== PROVIDED PASSAGE ==
Our bodies are not Bank Accounts. Although using financial metaphors often helps describe the dieting process, we don't get immediate feedback for calories eaten or not eaten, except from the immediate and temporary water-waste-gain-or-loss equation which is due to an excessive change in our salt intake, or our food volume. Each of our bodies assimilates what we eat, whether it is food or a food-like substance. It uses or stores what it can, and discards, or tries to discard, what it can't. This is a process, and it takes time. The process is complicated, involving enzymes and hormones, some of which haven't even yet been discovered. Although the process is similar for all humans, there are genetic differences between people, and this affects the way that individual bodies function. That said, here is weight loss in a nutshell:
Eat less.
Find a calorie range for you that you can eat daily that
1.) Does not make you want to die, and
2.) Allows for a reasonable energy deficit (meaning, you will consume moderately less than you are burning just by living and exercising).
You can start by finding out how much an "average" body like yours burns in its normal everyday state without effort. Just google: BMR and punch in your stats to get this number. HOWEVER, this number is ONLY an estimate, and due to your own personal genetic equation, your body could easily burn far less. Work to eat 250 calories less than that number per day. Eating 250 calories less than your body burns every day will lead to a one-half pound per week weight loss (meaning stored fat loss)… but for most people…the scale will not reflect this loss accurately on a day-to-day basis.. and sometimes..not even on a week-to-week basis. Move more.
Which essentially means: move more. By move I mean move, in any way your body likes. And by more, I mean more, as in - more than you currently do.

== TASK INSTRUCTIONS ==
**1.** Print the part of the weight-loss passage that runs from "You can start" down to "basis. Move more.".
**2.** Say whether each statement agrees with the weight-loss passage, answering yes or no and quoting the words that settle it: (a) Our bodies give us immediate feedback for calories eaten or not eaten. (b) Eating 250 calories less than your body burns each day will lead to losing half a pound a week. (c) The BMR number you find online is exact for your body.
**3.** Pick up the weight-loss passage where it stops and keep writing it.
You won't need the listing that comes next.

== SOURCE MATERIAL ==

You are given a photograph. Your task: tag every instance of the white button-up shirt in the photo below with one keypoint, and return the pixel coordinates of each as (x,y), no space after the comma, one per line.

== EXPECTED OUTPUTS ==
**1.**
You can start by finding out how much an "average" body like yours burns in its normal everyday state without effort. Just google: BMR and punch in your stats to get this number. HOWEVER, this number is ONLY an estimate, and due to your own personal genetic equation, your body could easily burn far less. Work to eat 250 calories less than that number per day. Eating 250 calories less than your body burns every day will lead to a one-half pound per week weight loss (meaning stored fat loss)… but for most people…the scale will not reflect this loss accurately on a day-to-day basis.. and sometimes..not even on a week-to-week basis. Move more.

**2.**
(a) No: "we don't get immediate feedback for calories eaten or not eaten"
(b) Yes: "Eating 250 calories less than your body burns every day will lead to a one-half pound per week weight loss"
(c) No: "HOWEVER, this number is ONLY an estimate"

**3.**
If you try to burn an additional 250 calories through exercise each day, you could lose an additional one-half pound weekly. HOWEVER, extra exercise makes the body more hungry and more tired. So if you eat a little extra because you exercised, or you spend more time resting during the rest of the day because you exercised, then exercise will be ineffective for weight-loss which is due to a release of stored fat. Theoretically, a 500 calorie deficit will lead to 1 pound of weight loss from fat storage over a one week period. This is based on the general rule used by science: 1 lb = 3500 calories, so 7 days of burning 500 calories less than your calorie intake creates 1 lb of stored fat loss. But CAUTION. This is a "general" rule, and the calculation is far more complicated than it appears. Even when we weigh and measure our food, and track it in a computer program, it is impossible to calculate with precision the exact amount of calories our individual body eats, and even far less possible to precisely calculate the exact amount of calories that our individual body burns in exercise.. even when using computer exercise trackers such as a "Body Bug" etc. Tracking food and exercise is valuable, but that information will never be precise, or totally accurate.